DESCRIPTION OF THE TASK >>
Update the records below by changing each occurrence of "marker" to "point" and keeping all other text the same. Omit the pictures from the output.

DATA FOR THIS EXERCISE >>
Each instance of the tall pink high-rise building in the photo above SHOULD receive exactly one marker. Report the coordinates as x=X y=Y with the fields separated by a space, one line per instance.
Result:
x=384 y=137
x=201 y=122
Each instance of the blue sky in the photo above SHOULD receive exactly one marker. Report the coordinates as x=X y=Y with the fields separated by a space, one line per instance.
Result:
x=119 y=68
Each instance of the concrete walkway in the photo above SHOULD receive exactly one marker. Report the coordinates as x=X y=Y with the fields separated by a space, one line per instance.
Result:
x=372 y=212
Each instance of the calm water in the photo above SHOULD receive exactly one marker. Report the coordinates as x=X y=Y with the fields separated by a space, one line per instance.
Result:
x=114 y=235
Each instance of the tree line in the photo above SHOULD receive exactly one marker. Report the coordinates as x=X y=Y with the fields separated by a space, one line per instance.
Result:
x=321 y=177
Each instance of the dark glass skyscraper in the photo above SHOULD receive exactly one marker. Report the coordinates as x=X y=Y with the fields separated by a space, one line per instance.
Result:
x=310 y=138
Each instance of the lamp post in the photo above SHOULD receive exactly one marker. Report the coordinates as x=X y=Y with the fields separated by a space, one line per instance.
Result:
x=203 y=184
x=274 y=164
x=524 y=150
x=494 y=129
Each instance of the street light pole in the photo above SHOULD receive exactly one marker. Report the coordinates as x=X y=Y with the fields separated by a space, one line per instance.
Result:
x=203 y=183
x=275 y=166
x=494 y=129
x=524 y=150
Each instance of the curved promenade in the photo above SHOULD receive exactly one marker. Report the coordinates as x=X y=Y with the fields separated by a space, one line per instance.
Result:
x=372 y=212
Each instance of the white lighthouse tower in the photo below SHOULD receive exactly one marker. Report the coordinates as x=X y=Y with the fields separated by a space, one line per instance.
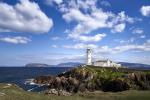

RESPONSE >>
Each instance of the tall pink high-rise building in the photo above SHOULD receive exactly one point. Report the coordinates as x=X y=Y with the fields separated by a space, one line per instance.
Result:
x=384 y=137
x=201 y=122
Each instance of the blue sky in the photo above SHOULD receive exactly one point. Report the coordinates as x=X y=Y with the fields separated by a space, one line per instance.
Result:
x=119 y=68
Each instance of the concrete walkway in the photo above SHOULD receive exactly one point. Report the coordinates as x=X y=Y with the fields separated by a space, one line per instance.
Result:
x=372 y=212
Each instance of the calm water in the photo above SHOULD receive exactly one point. Report the coordinates as x=X y=Y with the fields separated by a space, one line per instance.
Result:
x=114 y=235
Each instance of the tree line in the photo above SHOULD receive exactly one point. Report the coordinates as x=X y=Y with the fields separated by a space, one line per instance.
Result:
x=321 y=177
Each instance of the dark glass skyscraper in the photo above SHOULD receive exactly one point. Report the coordinates as x=X y=Y with the fields separated by a space, one line per instance.
Result:
x=310 y=138
Each instance of the lamp post in the photo above SHOULD receive exactly one point. Report the coordinates as x=X y=Y with the fields separated by a space, one line per instance.
Result:
x=203 y=184
x=274 y=164
x=524 y=150
x=494 y=129
Each instance of the street light pole in the photo above SHOULD receive exactly one point. Report the coordinates as x=X y=Y with the fields separated by a space, one line per instance.
Result:
x=203 y=183
x=275 y=166
x=494 y=129
x=524 y=150
Each instance of the curved promenade in the photo above SHOULD receive exactly one point. Report the coordinates as x=X y=Y with the fields separated by a space, one line per instance.
Result:
x=372 y=212
Each instance of the white lighthouse tower in the photo below SHOULD receive exactly one point. Report the coordinates as x=X y=Y with the fields separated by a space, one line per instance.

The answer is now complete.